- **Text section**:
★ ★ ★
Materials and Methods

Identification of IQD family genes in soybean

To identify IQD proteins in soybean, the Glycine max genome database (release 1.0, http://www.phytozome.net/soybean.php) was searched using Basic Local Alignment Search Tool algorithms (BLASTP), with the published Arabidopsis IQD protein sequences and their IQ67 domain used as initial query sequences. Redundant sequences were then removed manually, and the Hidden Markov Model of the Pfam (http://pfam.sanger.ac.uk/search) [72] and SMART (http://smart.embl-heidelberg.de/) [73] databases were used to confirm each candidate sequence as a member of the IQD family [74]. A total of 33 Arabidopsis, one moss (Physcomitrella patens) and 23 Brachypodium IQD protein sequences were downloaded from Phytozome v9.0 (http://www.phytozome.net/), and 34 tomato IQD protein sequences were retrieved from the tomato WGS chromosomes (2.40; SL2.40) (SGNhttp://solgenomics.net). Finally, 27 rice IQD protein sequences were obtained from the TAIR database (http://rice.plantbiology.msu.edu). Accession numbers of published IQD proteins for Arabidopsis, rice, tomato, Brachypodium and moss were listed in Table S8. Soybean IQD gene information, including the number of amino acids, ORF lengths and chromosome locations, was obtained from the Phytozome database. Physicochemical parameters including the molecular weight (kDa) and isoelectric point (pI) of each gene product were calculated using compute pI/Mw tool from ExPASy (http://www.expasy.org/tools/) and parameter (resolution) was set to average [75]. Subcellular localization was predicted using the TargetP 1.1 (http://www.cbs.dtu.dk/services/TargetP/) server and WoLF PSORT (http://wolfpsort.org/).

Multiple alignment and phylogenetic analysis of IQD family genes

Multiple sequence alignment of all predicted soybean IQD protein sequences was performed with Clustal X2.0 software using default parameters. Then, based on this alignment, phylogenetic trees were constructed using Clustal X2.0 with the Neighbor-Joining (NJ) method, and bootstrap analysis was conducted using 1,000 replicates [76]. An unrooted NJ tree of 184 the full-length IQD protein sequences from soybean, rice, Arabidopsis, tomato, Brachypodium was constructed using Clustal X2.0 with one moss IQD protein (Pp1s38230v6.1) as the outgroup. The GmIQD genes were classified according to their phylogenetic relationships with the corresponding Arabidopsis and rice IQD genes. For microsynteny analysis of IQD III genes across soybean, tomato and Arabidopsis, a phylogenetic tree was constructed using MEGA 5.0 with the NJ method and bootstrap analysis was conducted using 1,000 replicates.

Genomic structure

Exon and intron structures of individual soybean IQD genes were deduced using GSDS (Gene structure display server; http://gsds.cbi.pku.edu.cn/) via alignment of the cDNAs with their corresponding genomic DNA sequences [77].
★ ★ ★
- **Recorded data**:
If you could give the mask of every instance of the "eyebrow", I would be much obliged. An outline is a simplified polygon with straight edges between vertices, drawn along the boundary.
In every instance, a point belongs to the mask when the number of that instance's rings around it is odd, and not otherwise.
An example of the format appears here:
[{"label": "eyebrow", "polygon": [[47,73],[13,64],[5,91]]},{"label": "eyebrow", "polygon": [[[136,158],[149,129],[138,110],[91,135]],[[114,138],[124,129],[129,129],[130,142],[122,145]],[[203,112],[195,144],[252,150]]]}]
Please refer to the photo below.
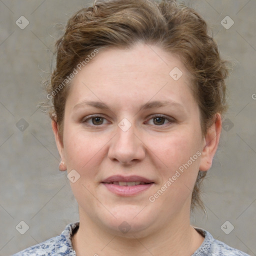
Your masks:
[{"label": "eyebrow", "polygon": [[[93,100],[84,100],[80,103],[78,103],[74,106],[74,109],[75,110],[76,108],[84,107],[84,106],[92,106],[96,108],[100,108],[101,110],[110,110],[110,108],[108,106],[108,105],[103,102]],[[150,109],[168,106],[177,107],[180,108],[181,110],[184,110],[183,106],[180,103],[178,103],[174,100],[168,100],[164,101],[154,100],[153,102],[148,102],[146,104],[140,106],[139,111],[140,111],[142,109]]]}]

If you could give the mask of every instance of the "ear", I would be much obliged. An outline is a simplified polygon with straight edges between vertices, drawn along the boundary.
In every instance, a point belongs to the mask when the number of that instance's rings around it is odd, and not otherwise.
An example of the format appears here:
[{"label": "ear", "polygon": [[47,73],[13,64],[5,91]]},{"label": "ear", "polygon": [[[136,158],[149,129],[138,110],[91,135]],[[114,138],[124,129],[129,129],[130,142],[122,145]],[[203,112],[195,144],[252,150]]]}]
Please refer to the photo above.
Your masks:
[{"label": "ear", "polygon": [[55,136],[55,141],[56,142],[56,145],[57,146],[57,148],[58,150],[58,153],[62,158],[62,162],[66,162],[64,154],[63,142],[60,135],[57,123],[54,120],[52,120],[52,131],[54,132],[54,134]]},{"label": "ear", "polygon": [[217,113],[215,121],[207,130],[204,140],[204,148],[202,151],[199,170],[208,170],[212,164],[212,160],[216,152],[222,132],[222,118],[220,114]]}]

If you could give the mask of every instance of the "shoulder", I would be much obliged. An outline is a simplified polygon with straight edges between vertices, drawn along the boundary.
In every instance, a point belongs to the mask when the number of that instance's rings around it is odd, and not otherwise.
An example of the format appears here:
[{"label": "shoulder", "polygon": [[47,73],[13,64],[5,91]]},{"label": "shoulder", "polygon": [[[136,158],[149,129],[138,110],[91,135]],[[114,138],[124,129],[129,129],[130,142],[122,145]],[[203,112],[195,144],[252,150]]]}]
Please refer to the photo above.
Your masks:
[{"label": "shoulder", "polygon": [[[218,240],[215,240],[214,242],[212,244],[212,252],[218,252],[218,254],[216,254],[216,256],[248,256],[245,252],[232,248]],[[212,255],[215,254],[213,254]]]},{"label": "shoulder", "polygon": [[245,252],[214,239],[209,232],[197,228],[196,229],[204,234],[204,240],[192,256],[249,256]]},{"label": "shoulder", "polygon": [[46,241],[32,246],[12,256],[55,256],[56,255],[76,256],[72,248],[71,236],[79,226],[79,222],[74,222],[66,226],[60,236],[52,238]]}]

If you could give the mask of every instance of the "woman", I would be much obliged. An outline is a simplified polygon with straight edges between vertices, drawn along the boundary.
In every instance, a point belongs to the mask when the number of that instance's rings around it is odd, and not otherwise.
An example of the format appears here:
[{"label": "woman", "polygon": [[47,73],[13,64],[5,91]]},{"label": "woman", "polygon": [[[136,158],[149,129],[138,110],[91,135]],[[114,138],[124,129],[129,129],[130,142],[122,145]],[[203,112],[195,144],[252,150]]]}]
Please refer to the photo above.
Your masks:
★ ★ ★
- **Tasks and exercises**:
1/ Copy the portion of the soybean IQD methods section between "Genomic structure" and "DNA sequences [77].", inclusive.
2/ Decide whether each statement below agrees with the soybean IQD methods section. For each one, answer yes or no and quote the words from the section that settle it.
(a) Bootstrap analysis for the soybean phylogenetic trees used 500 replicates.
(b) A moss IQD protein served as the outgroup for the unrooted NJ tree.
(c) The tomato IQD protein sequences were downloaded from Phytozome v9.0.
3/ Continue the soybean IQD methods section from its final sentence.

- **Expected outputs**:
1/
Genomic structure

Exon and intron structures of individual soybean IQD genes were deduced using GSDS (Gene structure display server; http://gsds.cbi.pku.edu.cn/) via alignment of the cDNAs with their corresponding genomic DNA sequences [77].

2/
(a) No: "bootstrap analysis was conducted using 1,000 replicates"
(b) Yes: "with one moss IQD protein (Pp1s38230v6.1) as the outgroup"
(c) No: "34 tomato IQD protein sequences were retrieved from the tomato WGS chromosomes (2.40; SL2.40)"

3/
Identification of conserved motifs and putative calmodulin-binding sites

Online MEME (Multiple Expectation Maximization for Motif Elicitation) (http://meme.sdsc.edu/meme4_4_0/intro.html) was performed to identify the conserved motif structures encoded by GmIQD genes. The parameters were as followings: number of repetitions - any, maximum number of motifs -10, and the optimum motif width was constrained to between 6 and 200 residues. In addition, each structural motif was annotated using the Pfam (http://pfam.sanger.ac.uk/search) and SMART (http://smart.embl-heidelberg.de/) tools. All IQD protein sequences were examined against the Calmodulin Target Database (http://calcium.uhnres.utoronto.ca/ctdb/ctdb/home.html) to predict putative calmodulin-binding sites. The chromosomal location image of GmIQD genes was generated by MapInspect (http://www.plantbreeding.wur.nl/uk/software_mapinspect.html) according to chromosomal position information provided in the Phytozome database. To identify tandem and segmental duplications, two genes in the same species located in the same clade of the phylogenetic tree were defined as coparalogs. The SoyBase browser (http://soybase.org/gb2/gbrowse/gmax1.01/) [78] was queried to detect the segmental duplication coordinates of the target genes. Coparalogs were deemed to result from segmental duplication if they were located on duplicated chromosomal blocks [79]. Paralogs were deemed to be tandem duplicated genes if two genes were separated by five or fewer genes in a 100-kb region [80]. The local alignment of two protein sequences was calculated using the Smith-Waterman algorithm (http://www.ebi.ac.uk/Tools/psa/).

Calculation of Ka/Ks Values

Amino acid sequences of each paralog pair were first aligned using Clustal X2.0. Then, the multiple sequence alignments of proteins and the corresponding cDNA sequences were converted to codon alignments using PAL2NAL (http://www.bork.embl.de/pal2nal/) [81]. Finally, the resulting codon alignment was subjected to calculation of synonymous (Ks) and non-synonymous (Ka) substitution rates using the CODEML program of PAML [82]. Based on a rate of 6.1×10−9 substitutions per site per year, divergence time (T) was calculated using the Ks value with the formula: T = Ks/(2×6.1×10−9)×10−6 Mya [45].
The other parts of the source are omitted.